Мне все время хотелось написать о неоцененном по-настоящему его вкладе в отечественную космонавтику. С 1918 года и до конца жизни он директор Естественнонаучного института им. П.Ф. Лесгафта и заведующий астрономическим отделением института, где создал обсерваторию. Именно здесь членами руководимого им Русского общества любителей мироведения началась разработка проблем освоения космоса. Морозов принял в них участие, предложив высотный герметический авиационный костюм – прообраз современного космического скафандра.
Чего стоят только его астрономические и космические исследования! И не только. Морозов с К.Э. Циолковским обменивались письмами и книгами. В голодном 1919-ом, по инициативе шлиссельбургского узника, бедному калужскому учителю установили двойной совнаркомовский продовольственный паёк и пожизненную пенсию, благодаря которым великий самоучка смог продолжить свои исследования.
После революции Н.А. Морозов передал государству наследное отцовское имение, но, по рекомендации В.И. Ленина, правительство вернуло ему Борок в пожизненное пользование, принимая во внимание «заслуги перед революцией и наукой».

• ПРЕДОСТАВЛЕННЫЙ ЛИСТИНГ
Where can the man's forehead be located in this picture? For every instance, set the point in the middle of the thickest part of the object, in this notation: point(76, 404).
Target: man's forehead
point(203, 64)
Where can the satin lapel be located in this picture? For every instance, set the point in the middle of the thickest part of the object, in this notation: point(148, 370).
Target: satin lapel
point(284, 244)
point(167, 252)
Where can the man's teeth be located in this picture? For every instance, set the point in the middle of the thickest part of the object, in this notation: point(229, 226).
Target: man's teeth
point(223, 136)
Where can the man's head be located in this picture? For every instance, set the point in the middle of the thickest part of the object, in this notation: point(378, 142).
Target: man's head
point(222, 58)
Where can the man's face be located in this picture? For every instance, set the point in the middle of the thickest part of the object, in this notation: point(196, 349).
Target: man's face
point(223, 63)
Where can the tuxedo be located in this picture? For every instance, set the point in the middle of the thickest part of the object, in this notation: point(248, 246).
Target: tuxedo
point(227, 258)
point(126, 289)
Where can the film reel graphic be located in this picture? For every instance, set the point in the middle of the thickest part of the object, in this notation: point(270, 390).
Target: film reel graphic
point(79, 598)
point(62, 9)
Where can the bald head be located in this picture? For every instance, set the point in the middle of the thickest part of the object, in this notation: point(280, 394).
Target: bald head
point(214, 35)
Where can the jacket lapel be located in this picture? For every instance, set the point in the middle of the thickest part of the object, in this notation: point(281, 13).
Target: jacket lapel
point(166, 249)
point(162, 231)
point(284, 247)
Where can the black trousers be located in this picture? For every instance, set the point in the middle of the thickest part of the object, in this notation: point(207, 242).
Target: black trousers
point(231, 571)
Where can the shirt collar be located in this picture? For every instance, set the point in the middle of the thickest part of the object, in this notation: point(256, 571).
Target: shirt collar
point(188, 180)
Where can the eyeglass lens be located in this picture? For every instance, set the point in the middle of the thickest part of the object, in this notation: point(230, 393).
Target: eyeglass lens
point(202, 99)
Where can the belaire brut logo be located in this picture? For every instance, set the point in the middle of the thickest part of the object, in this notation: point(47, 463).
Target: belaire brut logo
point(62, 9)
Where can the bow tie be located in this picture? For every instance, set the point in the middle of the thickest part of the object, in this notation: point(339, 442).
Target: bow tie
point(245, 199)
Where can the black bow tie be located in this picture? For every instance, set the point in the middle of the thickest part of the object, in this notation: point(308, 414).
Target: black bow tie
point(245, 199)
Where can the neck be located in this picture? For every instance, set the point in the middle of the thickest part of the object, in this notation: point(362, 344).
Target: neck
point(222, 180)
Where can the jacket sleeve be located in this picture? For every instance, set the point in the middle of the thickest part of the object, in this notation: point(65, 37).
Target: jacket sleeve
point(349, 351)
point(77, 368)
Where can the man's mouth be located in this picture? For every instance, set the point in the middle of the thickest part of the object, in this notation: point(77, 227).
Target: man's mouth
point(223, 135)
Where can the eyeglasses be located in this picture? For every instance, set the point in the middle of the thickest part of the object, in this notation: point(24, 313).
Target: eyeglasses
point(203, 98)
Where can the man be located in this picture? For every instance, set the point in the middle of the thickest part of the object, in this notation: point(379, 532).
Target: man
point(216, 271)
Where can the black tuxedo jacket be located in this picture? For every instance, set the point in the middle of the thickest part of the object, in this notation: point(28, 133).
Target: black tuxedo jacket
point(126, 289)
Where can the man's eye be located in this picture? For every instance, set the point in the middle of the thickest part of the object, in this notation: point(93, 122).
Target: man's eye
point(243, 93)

• ПОСТАВЛЕННАЯ ЗАДАЧА 1
Ответьте по фрагменту текста:
(а) С какого года Морозов возглавлял Естественнонаучный институт им. П.Ф. Лесгафта?
(б) Что в 1919 году установили калужскому учителю по инициативе шлиссельбургского узника?
(в) Что правительство вернуло Морозову в пожизненное пользование?
• ПОСТАВЛЕННАЯ ЗАДАЧА 2
Пожалуйста, перепечатайте без изменений строки листинга, начиная со строки, где есть «Where can the eyeglasses», и заканчивая строкой, где есть «point(203, 98)», включая обе.

• ГОТОВЫЙ ОТВЕТ 1
(а) С 1918 года.
(б) Двойной совнаркомовский продовольственный паёк и пожизненную пенсию.
(в) Борок.

• ГОТОВЫЙ ОТВЕТ 2
Where can the eyeglasses be located in this picture? For every instance, set the point in the middle of the thickest part of the object, in this notation: point(24, 313).
Target: eyeglasses
point(203, 98)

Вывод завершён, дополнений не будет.